[Records of labeled points]
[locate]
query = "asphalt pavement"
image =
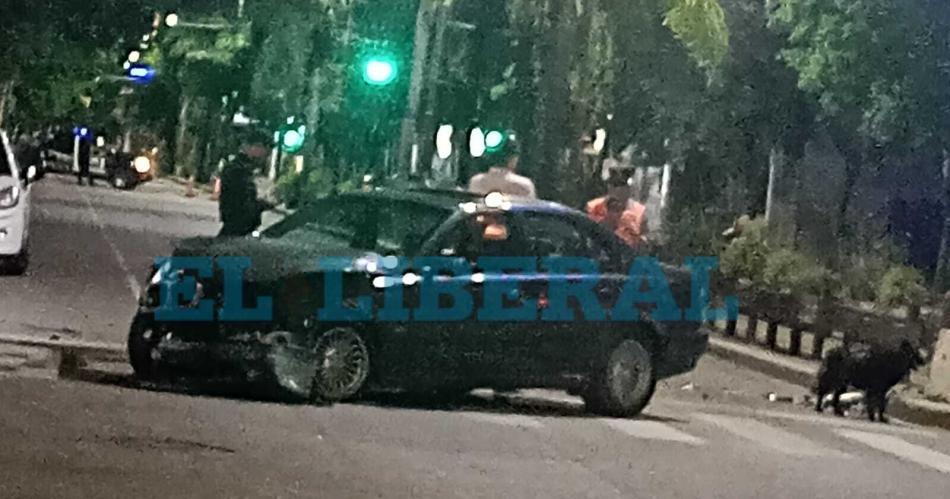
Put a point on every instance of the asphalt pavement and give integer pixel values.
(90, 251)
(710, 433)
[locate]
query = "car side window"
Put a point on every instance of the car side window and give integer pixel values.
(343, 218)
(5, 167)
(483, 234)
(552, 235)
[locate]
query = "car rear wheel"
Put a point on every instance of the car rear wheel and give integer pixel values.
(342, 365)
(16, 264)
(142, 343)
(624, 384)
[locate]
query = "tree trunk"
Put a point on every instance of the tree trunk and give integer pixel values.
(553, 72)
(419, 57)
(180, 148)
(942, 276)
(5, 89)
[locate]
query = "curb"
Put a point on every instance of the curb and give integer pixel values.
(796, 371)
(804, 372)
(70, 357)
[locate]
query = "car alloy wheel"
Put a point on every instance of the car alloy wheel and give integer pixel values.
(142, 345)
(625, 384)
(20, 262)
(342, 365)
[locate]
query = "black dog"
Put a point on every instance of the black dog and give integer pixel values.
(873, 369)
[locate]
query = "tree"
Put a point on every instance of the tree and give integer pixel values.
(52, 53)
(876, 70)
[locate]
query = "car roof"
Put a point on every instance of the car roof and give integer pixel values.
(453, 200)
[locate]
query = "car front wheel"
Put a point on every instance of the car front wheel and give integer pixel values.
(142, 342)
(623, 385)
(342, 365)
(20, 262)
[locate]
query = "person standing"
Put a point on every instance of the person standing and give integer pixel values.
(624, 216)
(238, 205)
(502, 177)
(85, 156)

---

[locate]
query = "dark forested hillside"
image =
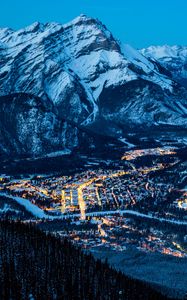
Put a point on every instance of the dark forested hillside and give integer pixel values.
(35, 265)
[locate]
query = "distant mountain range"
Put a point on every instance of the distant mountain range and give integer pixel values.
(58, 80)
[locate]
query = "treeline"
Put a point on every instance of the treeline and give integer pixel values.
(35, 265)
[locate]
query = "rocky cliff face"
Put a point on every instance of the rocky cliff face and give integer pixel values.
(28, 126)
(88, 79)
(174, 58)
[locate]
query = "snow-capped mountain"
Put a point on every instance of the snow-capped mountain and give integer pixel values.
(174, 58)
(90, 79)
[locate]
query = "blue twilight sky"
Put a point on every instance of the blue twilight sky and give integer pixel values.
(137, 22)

■ SET PROBLEM ■
Copy out each line of the records above that contains the word "standing".

■ EXPECTED ANSWER ■
query = "person standing"
Put a point on every instance of the person standing and give integer pixel values.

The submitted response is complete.